— begin EXERCISE MATERIALS —

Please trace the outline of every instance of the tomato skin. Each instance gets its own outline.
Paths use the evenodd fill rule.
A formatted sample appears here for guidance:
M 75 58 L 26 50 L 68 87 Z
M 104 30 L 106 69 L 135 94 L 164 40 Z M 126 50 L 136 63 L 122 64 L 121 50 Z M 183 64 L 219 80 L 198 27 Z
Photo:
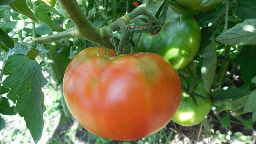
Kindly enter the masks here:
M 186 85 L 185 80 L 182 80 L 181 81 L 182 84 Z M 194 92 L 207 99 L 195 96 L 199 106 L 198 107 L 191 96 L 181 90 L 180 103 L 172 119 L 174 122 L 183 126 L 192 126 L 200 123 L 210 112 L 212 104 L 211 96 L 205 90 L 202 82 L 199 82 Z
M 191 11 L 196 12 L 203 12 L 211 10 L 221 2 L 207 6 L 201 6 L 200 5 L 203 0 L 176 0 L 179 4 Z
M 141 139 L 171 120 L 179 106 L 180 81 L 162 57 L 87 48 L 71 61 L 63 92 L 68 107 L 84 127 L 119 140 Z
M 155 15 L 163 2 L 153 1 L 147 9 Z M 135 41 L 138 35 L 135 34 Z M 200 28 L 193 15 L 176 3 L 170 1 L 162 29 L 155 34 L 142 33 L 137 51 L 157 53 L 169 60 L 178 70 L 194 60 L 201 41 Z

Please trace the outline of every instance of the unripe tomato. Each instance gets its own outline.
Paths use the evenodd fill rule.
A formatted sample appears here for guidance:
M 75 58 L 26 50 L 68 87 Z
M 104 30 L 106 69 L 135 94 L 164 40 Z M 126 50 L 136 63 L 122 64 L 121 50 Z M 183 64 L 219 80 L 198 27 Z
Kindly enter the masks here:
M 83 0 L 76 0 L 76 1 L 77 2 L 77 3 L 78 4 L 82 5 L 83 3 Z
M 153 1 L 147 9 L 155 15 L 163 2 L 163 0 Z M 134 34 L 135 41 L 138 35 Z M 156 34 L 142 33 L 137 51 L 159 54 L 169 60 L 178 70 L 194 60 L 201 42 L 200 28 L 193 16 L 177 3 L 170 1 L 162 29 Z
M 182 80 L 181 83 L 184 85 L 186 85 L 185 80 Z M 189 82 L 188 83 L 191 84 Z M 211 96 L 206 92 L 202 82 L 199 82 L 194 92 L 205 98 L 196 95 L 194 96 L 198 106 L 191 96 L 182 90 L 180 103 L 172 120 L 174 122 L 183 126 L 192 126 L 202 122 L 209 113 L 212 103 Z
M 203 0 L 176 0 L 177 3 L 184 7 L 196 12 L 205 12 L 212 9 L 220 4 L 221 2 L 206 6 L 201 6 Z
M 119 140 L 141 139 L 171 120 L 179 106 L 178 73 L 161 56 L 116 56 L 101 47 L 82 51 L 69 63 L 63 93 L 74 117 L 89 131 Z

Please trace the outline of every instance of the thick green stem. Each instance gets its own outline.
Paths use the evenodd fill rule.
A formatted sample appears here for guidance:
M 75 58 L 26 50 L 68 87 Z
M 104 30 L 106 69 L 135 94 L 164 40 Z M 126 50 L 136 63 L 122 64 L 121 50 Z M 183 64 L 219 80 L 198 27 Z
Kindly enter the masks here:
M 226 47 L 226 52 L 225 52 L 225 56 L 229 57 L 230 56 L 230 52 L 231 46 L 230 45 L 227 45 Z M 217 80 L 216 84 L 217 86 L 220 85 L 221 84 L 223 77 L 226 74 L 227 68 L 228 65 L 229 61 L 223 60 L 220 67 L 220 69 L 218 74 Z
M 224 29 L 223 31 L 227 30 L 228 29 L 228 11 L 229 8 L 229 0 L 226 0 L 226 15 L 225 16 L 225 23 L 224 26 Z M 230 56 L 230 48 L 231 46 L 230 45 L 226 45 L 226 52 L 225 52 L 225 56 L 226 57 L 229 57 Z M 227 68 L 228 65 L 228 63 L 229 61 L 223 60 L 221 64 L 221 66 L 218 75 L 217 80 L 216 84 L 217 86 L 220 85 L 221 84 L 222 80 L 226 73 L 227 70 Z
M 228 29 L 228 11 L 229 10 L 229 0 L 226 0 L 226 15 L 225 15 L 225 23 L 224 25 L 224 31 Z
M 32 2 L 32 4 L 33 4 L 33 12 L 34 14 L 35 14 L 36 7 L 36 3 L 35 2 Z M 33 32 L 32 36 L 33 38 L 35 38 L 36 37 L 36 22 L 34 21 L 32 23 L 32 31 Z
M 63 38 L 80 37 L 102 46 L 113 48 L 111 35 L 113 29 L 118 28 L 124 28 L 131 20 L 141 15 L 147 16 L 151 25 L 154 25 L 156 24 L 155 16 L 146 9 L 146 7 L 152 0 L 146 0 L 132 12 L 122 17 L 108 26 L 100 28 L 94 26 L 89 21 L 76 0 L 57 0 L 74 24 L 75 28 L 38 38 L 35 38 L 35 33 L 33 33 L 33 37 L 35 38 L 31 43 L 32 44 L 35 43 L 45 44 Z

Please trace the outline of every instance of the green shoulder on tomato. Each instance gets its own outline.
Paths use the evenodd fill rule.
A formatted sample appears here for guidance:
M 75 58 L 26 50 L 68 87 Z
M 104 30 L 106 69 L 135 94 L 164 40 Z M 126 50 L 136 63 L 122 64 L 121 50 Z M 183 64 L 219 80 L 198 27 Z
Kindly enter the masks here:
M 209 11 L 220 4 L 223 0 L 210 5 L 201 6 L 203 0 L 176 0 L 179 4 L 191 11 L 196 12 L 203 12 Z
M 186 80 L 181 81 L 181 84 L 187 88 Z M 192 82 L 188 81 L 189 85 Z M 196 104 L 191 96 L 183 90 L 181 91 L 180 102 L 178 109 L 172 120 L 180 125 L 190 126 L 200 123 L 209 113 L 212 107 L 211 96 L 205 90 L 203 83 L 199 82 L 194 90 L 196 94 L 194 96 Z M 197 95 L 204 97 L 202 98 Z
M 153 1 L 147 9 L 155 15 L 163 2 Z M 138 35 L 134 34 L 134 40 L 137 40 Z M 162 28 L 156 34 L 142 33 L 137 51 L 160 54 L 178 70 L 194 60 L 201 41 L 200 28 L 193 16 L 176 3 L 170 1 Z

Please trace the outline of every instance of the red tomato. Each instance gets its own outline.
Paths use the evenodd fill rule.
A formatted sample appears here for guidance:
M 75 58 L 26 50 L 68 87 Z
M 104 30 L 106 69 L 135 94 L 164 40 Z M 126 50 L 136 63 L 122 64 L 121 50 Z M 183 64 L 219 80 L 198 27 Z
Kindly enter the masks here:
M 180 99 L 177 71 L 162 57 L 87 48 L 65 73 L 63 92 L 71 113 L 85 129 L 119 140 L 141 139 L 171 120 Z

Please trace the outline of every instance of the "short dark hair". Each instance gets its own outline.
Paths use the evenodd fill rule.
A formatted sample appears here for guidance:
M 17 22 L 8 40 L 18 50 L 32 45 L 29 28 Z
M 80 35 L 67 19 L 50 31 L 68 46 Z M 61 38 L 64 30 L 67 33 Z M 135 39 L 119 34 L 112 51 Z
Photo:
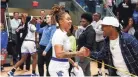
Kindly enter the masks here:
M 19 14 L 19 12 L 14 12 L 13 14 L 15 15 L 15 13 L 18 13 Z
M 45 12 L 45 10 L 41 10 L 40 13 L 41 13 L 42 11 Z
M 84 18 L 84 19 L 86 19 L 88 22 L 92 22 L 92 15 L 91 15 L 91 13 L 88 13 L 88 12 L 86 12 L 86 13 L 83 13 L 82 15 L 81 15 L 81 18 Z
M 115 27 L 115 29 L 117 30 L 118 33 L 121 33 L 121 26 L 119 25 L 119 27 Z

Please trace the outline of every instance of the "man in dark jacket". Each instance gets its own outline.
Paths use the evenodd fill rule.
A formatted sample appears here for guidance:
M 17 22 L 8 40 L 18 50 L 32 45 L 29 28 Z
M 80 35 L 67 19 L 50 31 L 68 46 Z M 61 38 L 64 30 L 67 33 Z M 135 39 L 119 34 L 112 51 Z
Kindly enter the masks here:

— end EXERCISE MATERIALS —

» WHAT IS EXPECTED: Rewrite the stretch from the line containing "Please trace the outline of every instance of the thick" through the line containing "M 63 38 L 80", renaming "thick green stem" to "green stalk" and leaving all else as it is.

» WRITTEN ANSWER:
Please trace the outline of every instance of the green stalk. Each instance gets its own outline.
Paths use the evenodd fill rule.
A formatted sample appears here for guidance:
M 75 58 L 26 50 L 68 87 Z
M 104 30 L 106 69 L 135 94 L 164 40 Z M 126 50 L 136 63 L 122 64 L 121 50 Z M 183 64 L 219 80 L 198 27 Z
Kindly enter the masks here:
M 226 47 L 226 52 L 225 52 L 225 56 L 229 57 L 230 56 L 230 52 L 231 46 L 230 45 L 227 45 Z M 217 80 L 216 84 L 217 86 L 220 85 L 221 84 L 223 77 L 226 74 L 227 68 L 228 65 L 229 61 L 223 60 L 220 67 L 220 69 L 218 74 Z
M 224 29 L 223 31 L 227 30 L 228 29 L 228 11 L 229 8 L 229 0 L 226 0 L 226 15 L 225 16 L 225 23 L 224 26 Z M 230 56 L 230 48 L 231 46 L 230 45 L 226 45 L 226 52 L 225 52 L 225 56 L 226 57 L 229 57 Z M 227 68 L 228 65 L 228 63 L 229 61 L 223 60 L 221 64 L 221 66 L 218 75 L 217 80 L 216 84 L 217 86 L 220 85 L 221 84 L 222 80 L 226 73 L 227 70 Z
M 228 29 L 228 11 L 229 10 L 229 0 L 226 0 L 226 15 L 225 15 L 225 23 L 224 25 L 224 31 Z
M 32 2 L 32 4 L 33 4 L 33 12 L 34 14 L 35 14 L 36 7 L 36 3 L 35 2 Z M 33 32 L 32 36 L 33 38 L 35 38 L 36 37 L 36 22 L 34 21 L 32 23 L 32 31 Z
M 63 38 L 80 37 L 102 46 L 113 48 L 111 35 L 113 29 L 118 28 L 124 28 L 131 20 L 141 15 L 147 16 L 151 25 L 154 25 L 156 24 L 155 16 L 146 9 L 146 7 L 152 0 L 146 0 L 132 12 L 122 17 L 108 26 L 100 28 L 94 26 L 89 21 L 76 0 L 57 0 L 74 24 L 75 28 L 38 38 L 35 38 L 35 33 L 33 33 L 33 37 L 35 38 L 31 43 L 32 44 L 35 43 L 45 44 Z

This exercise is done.